原文 |
----------
559:名前が無い@ただの名無しのようだ
05/11/25 02:12:32 jJsRKDQx0
うーん、前回までの流れだとマッシュの思い出話が続きそうでしたけど、
ここでケフカに話移すのもテンポよくていいかも。とにかくやっぱり上手いですね。
ただあんまテンポよすぎるとゲームやってることが前提じゃないと話について
いけなくなりますからね…、そのへんを考慮していただけると幸いです。乙でしたー。

560:名前が無い@ただの名無しのようだ
05/11/26 12:04:41 al6atAHb0
(・∀・)イイ!!おもしろいぞ!

561: ◆m/UlIJepLc
05/11/26 14:11:25 Hy98XmYf0
FINAL FANTASY IV #0281 4章 4節 これから(1)

一瞬の空白を挟んで、歪んでいた視界に秩序が戻る。石造りの古びた壁と、閉ざされた質素な扉。厚く積もった埃、黴臭い澱んだ空気も含め、周りの様子に大きな違いはない。
だが扉を押し開けると同時に、懐かしい風がセシルの頬を打った。
ミシディアの潮風とは明らかに違う、ほどよい水気をはらんだ空気。
----------
データ部分 |

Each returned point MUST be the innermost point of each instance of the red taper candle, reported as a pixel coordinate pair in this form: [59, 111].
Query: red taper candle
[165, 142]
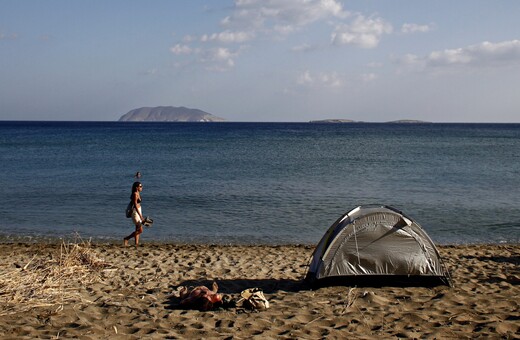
----------
記述課題 A | 原文によると、扉を押し開けると同時にセシルの頬を打ったものは何ですか。
記述課題 B | 原文の「ただあんまテンポよすぎるとゲームやってることが前提じゃないと話について」から「4章 4節 これから(1)」までを両端も含めて書き直し、その際「おもしろい」を「楽しい」に置き換えてください。

課題の回答 A | 懐かしい風です。

課題の回答 B |
ただあんまテンポよすぎるとゲームやってることが前提じゃないと話について
いけなくなりますからね…、そのへんを考慮していただけると幸いです。乙でしたー。

560:名前が無い@ただの名無しのようだ
05/11/26 12:04:41 al6atAHb0
(・∀・)イイ!!楽しいぞ!

561: ◆m/UlIJepLc
05/11/26 14:11:25 Hy98XmYf0
FINAL FANTASY IV #0281 4章 4節 これから(1)